For other cases, use requirements files. A requirements file can specify the exact version and hash for each required package.

You run a tool to read the dependencies in the pyproject.toml file and generate a requirements file that lists the specific packages that are needed to provide those dependencies for the Python version and operating system. PDM, pip-tools and uv include features to create requirements files.

You can then use pip-sync or the pip sync feature of uv to make the packages in a target virtual environment match the list in the requirements file. This process ensures that any extra packages are removed from the virtual environment.

You can also run pip install with a requirements file. This only attempts to install the specified packages. For example, these commands install the packages that are specified by the file requirements-macos-dev.txt into the virtual environment .venv-dev:

source ./.venv-dev/bin/activate
python3 -m pip install --require-virtualenv -r requirements-macos-dev.txt

Ensure That Requirements Files Include Hashes #

Some tools require extra configuration to include package hashes in the requirements files that they generate. For example, you must set the generate-hashes option for the pip-compile and uv utilities to generate requirements.txt files that include hashes. Add this option to the relevant section of the pyproject.toml file.

For pip-tools, add the option to the tool.pip-tools section:

[tool.pip-tools]
# Set generate-hashes for pip-compile
generate-hashes = true

For uv, add the option to the tool.uv.pip section:

[tool.uv.pip]
# Set generate-hashes for uv
generate-hashes = true

pip-compile: Use the Correct Virtual Environment #

If you do not already have a tool that can create requirements files, you can use the pip-compile utility that is provided by pip-tools.

To ensure that it calculates the correct requirements for your application, the pip-compile tool must be run in a virtual environment that includes your application package. This means that you cannot use pipx to install pip-compile.

— TASK A —
Copy out every one of the entries below, word for word.

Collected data
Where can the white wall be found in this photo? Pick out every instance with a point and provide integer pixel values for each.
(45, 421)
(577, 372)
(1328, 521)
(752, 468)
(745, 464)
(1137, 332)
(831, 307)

— TASK B —
According to the Python requirements files text, why can't pipx be used to install pip-compile?

— COMPLETE ANSWER A —
Where can the white wall be found in this photo? Pick out every instance with a point and provide integer pixel values for each.
(45, 421)
(577, 372)
(1328, 521)
(752, 468)
(745, 464)
(1137, 332)
(831, 307)

— COMPLETE ANSWER B —
pip-compile must run in a virtual environment that includes your application package.